◆ Source text:
[start]

Confused about Marriage Submission in the Bible? This Will Help!

Do you wrestle with what marriage submission in the Bible really means? In today’s post, Gina M Poirier unpacks these tricky passages and what they mean for building a healthy relationship.

Marriage Submission with man standing behind a woman with his arms around herMy husband Marc and I like to say that we navigate life together by consensus.

If he doesn’t like a recipe I make for the family, I take it off the rotation. If I think he’s spending too much on his hobbies, we renegotiate the budget. Major decisions like where to live and how to parent are made with full agreement from both of us.

While it isn’t always smooth sailing, I guess you could say that we’re well-practiced in the arts of negotiation, compromise and submission, with decisions big and small. It’s part of life as a Christian.


When it comes to the topic of submission in the Bible—especially as it relates to marriage dynamics—many people have a knee-jerk reaction. Few topics in the Scriptures are so emotionally charged, so hotly debated, and so misused and abused.

[end]

◆ Written instruction 1:
In the post on marriage submission, how are major decisions such as where to live and how to parent made?
◆ Written instruction 2:
Rewrite the post on marriage submission from "Confused about Marriage" to "a healthy relationship.", substituting "difficult" for "tricky".
The records have no connection to the text.

◆ Coordinate annotation entries:
[start]

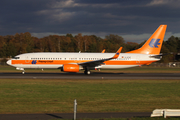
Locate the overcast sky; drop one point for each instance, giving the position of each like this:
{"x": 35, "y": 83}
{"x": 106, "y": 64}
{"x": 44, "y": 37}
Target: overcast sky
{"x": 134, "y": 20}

[end]
[start]

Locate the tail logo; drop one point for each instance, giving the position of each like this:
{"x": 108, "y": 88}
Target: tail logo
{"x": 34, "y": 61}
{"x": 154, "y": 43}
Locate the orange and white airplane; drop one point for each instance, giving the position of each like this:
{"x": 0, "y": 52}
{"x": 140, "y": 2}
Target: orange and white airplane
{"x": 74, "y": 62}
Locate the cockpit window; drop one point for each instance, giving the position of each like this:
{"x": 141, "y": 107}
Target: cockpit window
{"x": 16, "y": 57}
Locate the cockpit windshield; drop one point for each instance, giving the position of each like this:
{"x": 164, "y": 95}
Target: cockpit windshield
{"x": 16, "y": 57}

[end]

◆ Written response 1:
They are made with full agreement from both spouses.

◆ Written response 2:
Confused about Marriage Submission in the Bible? This Will Help!

Do you wrestle with what marriage submission in the Bible really means? In today’s post, Gina M Poirier unpacks these difficult passages and what they mean for building a healthy relationship.